WHAT TO PRODUCE
Show me each line of the listing below where the word "dish" appears.

RECORDS PROVIDED
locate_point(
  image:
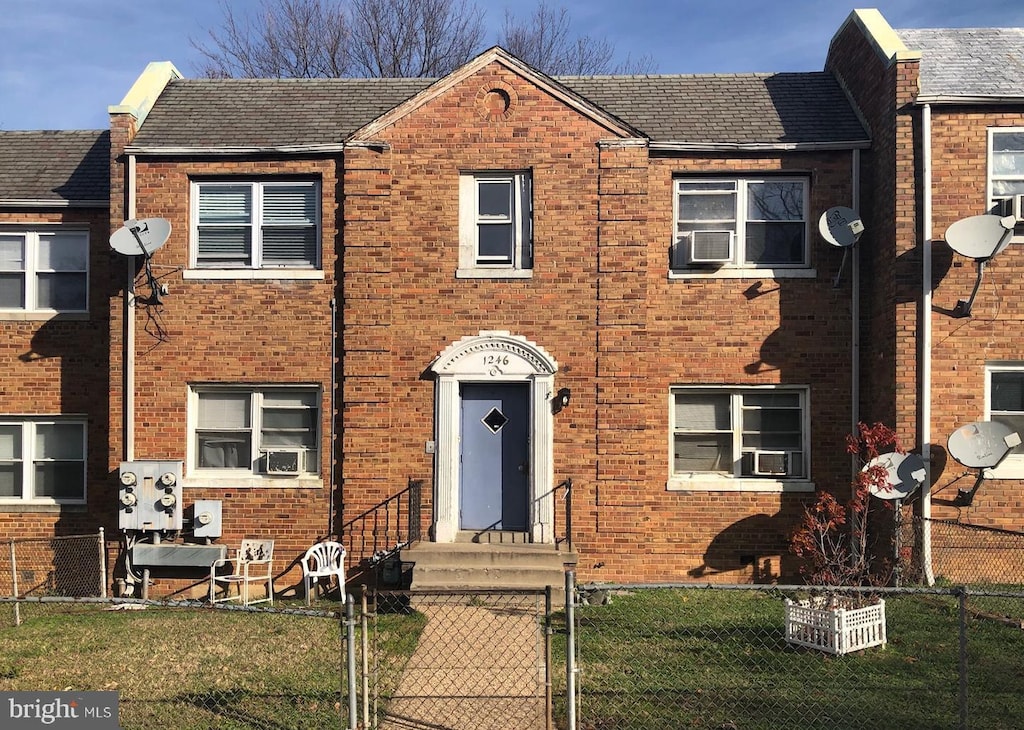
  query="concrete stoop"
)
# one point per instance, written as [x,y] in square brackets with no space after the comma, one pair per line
[468,565]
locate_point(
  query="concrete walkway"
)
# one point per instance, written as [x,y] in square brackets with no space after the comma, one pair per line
[474,667]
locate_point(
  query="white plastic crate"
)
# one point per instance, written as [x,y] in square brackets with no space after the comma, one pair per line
[834,626]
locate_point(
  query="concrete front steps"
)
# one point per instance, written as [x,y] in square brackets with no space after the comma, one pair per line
[500,560]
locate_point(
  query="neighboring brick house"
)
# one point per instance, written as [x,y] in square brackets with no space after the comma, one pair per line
[945,110]
[54,288]
[444,300]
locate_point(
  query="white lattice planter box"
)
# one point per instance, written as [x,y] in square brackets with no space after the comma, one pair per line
[834,625]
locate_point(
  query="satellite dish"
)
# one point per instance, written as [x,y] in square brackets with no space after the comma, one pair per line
[140,238]
[980,445]
[906,473]
[980,237]
[841,226]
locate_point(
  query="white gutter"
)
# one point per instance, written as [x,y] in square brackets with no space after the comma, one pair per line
[129,329]
[926,344]
[38,203]
[761,146]
[971,100]
[283,149]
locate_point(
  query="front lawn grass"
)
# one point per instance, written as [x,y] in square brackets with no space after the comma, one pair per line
[195,668]
[680,658]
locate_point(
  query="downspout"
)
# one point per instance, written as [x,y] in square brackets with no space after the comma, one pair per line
[128,397]
[855,310]
[926,344]
[334,451]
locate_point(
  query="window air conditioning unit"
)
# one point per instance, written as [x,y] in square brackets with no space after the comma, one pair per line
[711,246]
[1013,205]
[771,463]
[284,462]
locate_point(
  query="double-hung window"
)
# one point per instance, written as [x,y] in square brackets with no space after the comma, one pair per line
[1006,403]
[1006,172]
[42,460]
[255,224]
[756,433]
[740,222]
[44,270]
[270,431]
[496,224]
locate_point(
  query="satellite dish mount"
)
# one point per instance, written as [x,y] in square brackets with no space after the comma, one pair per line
[142,238]
[841,226]
[980,238]
[980,445]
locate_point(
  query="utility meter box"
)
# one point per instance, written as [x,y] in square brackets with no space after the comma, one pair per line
[150,496]
[206,518]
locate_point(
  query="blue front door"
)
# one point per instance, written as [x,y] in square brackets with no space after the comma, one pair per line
[495,458]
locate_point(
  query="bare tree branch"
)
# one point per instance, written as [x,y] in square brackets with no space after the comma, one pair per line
[414,38]
[284,39]
[391,38]
[545,42]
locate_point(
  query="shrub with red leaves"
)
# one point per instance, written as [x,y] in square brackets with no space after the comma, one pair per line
[832,537]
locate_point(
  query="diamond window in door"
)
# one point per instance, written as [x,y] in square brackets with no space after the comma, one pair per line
[495,420]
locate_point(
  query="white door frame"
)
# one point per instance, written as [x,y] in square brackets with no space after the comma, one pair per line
[493,356]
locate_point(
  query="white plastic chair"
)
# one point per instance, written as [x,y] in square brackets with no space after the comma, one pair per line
[324,560]
[251,564]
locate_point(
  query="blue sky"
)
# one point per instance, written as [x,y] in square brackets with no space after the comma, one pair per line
[62,62]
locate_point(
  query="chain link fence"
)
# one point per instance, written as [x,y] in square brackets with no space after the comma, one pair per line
[475,659]
[616,656]
[678,656]
[183,664]
[453,659]
[969,554]
[73,566]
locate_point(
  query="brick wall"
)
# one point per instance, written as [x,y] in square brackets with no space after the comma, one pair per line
[210,331]
[601,303]
[59,367]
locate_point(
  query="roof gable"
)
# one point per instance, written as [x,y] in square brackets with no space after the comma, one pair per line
[55,168]
[502,57]
[975,63]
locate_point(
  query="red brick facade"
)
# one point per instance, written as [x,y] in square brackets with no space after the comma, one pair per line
[886,89]
[600,301]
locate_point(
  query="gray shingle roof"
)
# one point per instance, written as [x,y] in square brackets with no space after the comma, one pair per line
[268,113]
[728,109]
[749,109]
[55,166]
[969,61]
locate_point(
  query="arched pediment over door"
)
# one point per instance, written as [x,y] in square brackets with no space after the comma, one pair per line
[495,360]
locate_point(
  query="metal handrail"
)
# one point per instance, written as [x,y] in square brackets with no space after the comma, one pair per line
[385,528]
[566,484]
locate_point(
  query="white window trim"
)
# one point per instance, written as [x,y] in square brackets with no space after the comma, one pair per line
[1013,466]
[738,267]
[989,196]
[28,425]
[31,272]
[522,266]
[256,269]
[705,481]
[225,478]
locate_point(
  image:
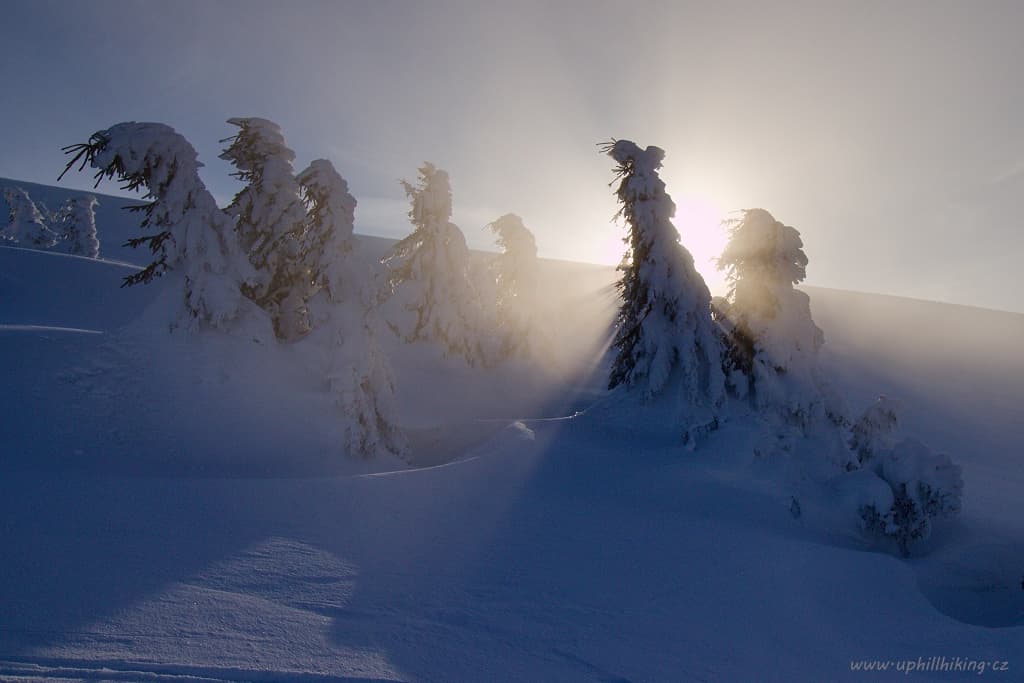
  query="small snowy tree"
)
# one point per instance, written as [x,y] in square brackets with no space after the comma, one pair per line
[26,224]
[189,233]
[77,224]
[925,485]
[343,312]
[772,335]
[664,328]
[515,275]
[269,218]
[430,267]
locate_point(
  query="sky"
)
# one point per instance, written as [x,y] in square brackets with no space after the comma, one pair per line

RESULT OF THE EXERCISE
  query="satellite dish"
  query="satellite dish mount"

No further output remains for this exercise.